[SUPPLIED TEXT Boundary: Start]

The Oyster Creek Generating Station in Lacey Township, the nation’s oldest active nuclear plant, will close in just a few weeks. Then it will be decommissioned — dismantled, the site decontaminated and the still radioactive spent fuel rods stored.

At first, it looked like the decommissioning would take longer than the 50 years the plant produced electricity. Owner Exelon Generation announced a 60-year plan.

Then late last month, Exelon announced it would sell the closed plant to Camden-based Holtec International to handle the decommissioning. Incredibly, Holtec said it planned to decommission Oyster Creek and restore the site in just eight years.

But when the details came out last week, it turned out Holtec would decontaminate and demolish the buildings on site in eight years, and spent fuel rods would have to remain until 2034. The company did not specify how long it would take after they are removed to return the site to full use. If it could happen in the 2030s instead of 2080, that would be a bit benefit. Instead of the 779-acre property spending the next six decades in various stages of decontamination and undermining area growth and property values, it might become a lucrative redevelopment site itself in less than two decades. If there were delays and it took 30 years, it would still be a major improvement.

[SUPPLIED TEXT Boundary: End]
[RECORDS Boundary: Start]

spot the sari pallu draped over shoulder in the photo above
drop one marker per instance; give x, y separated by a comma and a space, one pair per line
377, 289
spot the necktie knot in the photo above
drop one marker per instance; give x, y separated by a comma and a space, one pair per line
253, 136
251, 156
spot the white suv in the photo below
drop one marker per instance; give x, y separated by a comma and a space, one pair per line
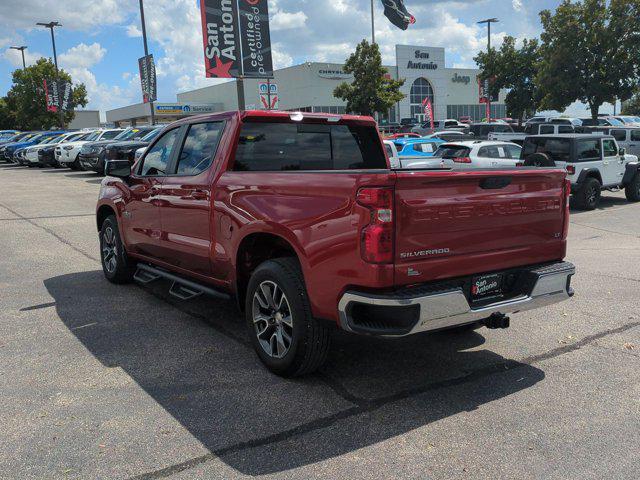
479, 154
593, 163
67, 155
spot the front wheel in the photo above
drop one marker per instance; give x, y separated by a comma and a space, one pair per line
588, 197
116, 265
283, 332
632, 190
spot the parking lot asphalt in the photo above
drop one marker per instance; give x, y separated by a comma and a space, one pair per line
104, 381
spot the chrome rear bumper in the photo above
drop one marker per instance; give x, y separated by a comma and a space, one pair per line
446, 309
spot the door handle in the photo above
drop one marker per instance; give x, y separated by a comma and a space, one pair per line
199, 195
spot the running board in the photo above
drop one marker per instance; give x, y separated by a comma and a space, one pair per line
181, 288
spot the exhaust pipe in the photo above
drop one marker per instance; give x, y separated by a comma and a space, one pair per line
497, 320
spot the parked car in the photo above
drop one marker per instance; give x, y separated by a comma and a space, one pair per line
395, 136
126, 149
46, 154
417, 147
31, 153
481, 131
532, 129
67, 155
626, 137
250, 207
93, 154
593, 163
15, 151
449, 124
451, 135
629, 120
601, 122
479, 154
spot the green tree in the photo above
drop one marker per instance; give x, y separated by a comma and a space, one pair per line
632, 107
514, 69
26, 100
370, 91
590, 52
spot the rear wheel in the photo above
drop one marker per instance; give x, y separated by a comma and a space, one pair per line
632, 191
116, 265
284, 334
588, 197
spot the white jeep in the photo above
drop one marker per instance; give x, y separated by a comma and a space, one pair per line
593, 162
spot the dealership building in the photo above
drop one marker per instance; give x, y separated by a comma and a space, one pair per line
454, 92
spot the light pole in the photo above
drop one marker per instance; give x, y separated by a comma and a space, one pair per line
146, 54
373, 25
22, 49
51, 26
489, 21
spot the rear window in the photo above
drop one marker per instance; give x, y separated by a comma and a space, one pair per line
452, 151
557, 149
299, 146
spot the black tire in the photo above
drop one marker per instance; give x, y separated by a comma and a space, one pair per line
116, 265
308, 340
588, 197
632, 190
539, 160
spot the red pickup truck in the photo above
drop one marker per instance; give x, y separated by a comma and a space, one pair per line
299, 217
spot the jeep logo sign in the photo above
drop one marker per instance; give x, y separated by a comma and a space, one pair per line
461, 79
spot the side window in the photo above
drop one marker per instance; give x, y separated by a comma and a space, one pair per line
157, 158
619, 135
199, 147
588, 150
293, 146
609, 147
513, 151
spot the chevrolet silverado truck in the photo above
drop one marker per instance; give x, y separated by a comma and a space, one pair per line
300, 218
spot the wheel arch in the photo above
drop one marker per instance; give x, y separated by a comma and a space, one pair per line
254, 249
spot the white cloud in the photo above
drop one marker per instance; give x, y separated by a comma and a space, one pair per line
286, 20
133, 31
82, 56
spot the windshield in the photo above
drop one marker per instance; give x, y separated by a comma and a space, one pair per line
151, 135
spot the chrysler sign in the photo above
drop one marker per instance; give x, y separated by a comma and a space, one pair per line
236, 38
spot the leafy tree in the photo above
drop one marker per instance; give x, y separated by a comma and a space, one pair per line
514, 69
370, 91
26, 101
590, 52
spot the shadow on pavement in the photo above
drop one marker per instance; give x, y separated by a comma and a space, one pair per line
606, 202
194, 360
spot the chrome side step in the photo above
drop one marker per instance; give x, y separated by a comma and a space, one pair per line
181, 287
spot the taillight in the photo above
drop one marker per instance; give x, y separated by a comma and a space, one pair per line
567, 196
461, 160
376, 244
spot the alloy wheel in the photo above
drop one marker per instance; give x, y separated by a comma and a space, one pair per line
272, 319
109, 250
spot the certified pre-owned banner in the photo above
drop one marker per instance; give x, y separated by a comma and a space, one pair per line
148, 79
236, 38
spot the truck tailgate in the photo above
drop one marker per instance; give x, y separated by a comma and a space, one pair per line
454, 223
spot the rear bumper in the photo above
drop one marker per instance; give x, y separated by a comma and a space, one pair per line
441, 309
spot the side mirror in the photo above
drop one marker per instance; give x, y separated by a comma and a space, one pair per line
118, 168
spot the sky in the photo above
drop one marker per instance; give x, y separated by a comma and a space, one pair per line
100, 41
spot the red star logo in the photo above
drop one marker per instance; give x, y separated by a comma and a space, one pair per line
221, 70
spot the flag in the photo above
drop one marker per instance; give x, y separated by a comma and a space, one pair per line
428, 111
397, 13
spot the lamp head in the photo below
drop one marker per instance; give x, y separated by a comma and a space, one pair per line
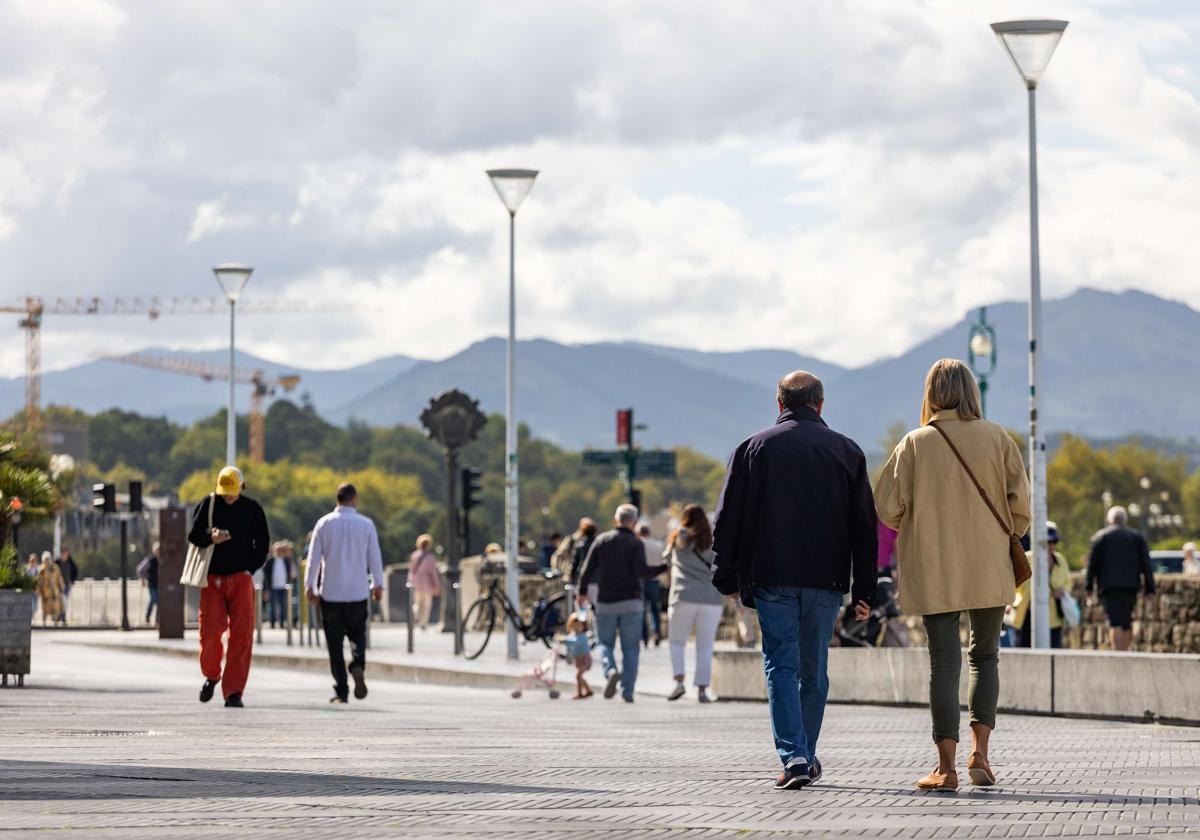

[RECORDS Boundary: End]

▶ **EXERCISE INSTRUCTIONS**:
(A) According to the Oyster Creek passage, to which company did Exelon announce it would sell the closed plant?
(B) Using the Oyster Creek passage, explain why returning the site to full use in the 2030s rather than 2080 would be a benefit.
(C) List the steps of decommissioning named in the Oyster Creek passage.
Rely solely on the Oyster Creek passage for every answer.

▶ **OUTPUTS FOR THE TASKS**:
(A) Holtec International, based in Camden

(B) Instead of the 779-acre property spending the next six decades in various stages of decontamination and undermining area growth and property values, it might become a lucrative redevelopment site itself in less than two decades.

(C)
- Dismantling the plant
- Decontaminating the site
- Storing the still radioactive spent fuel rods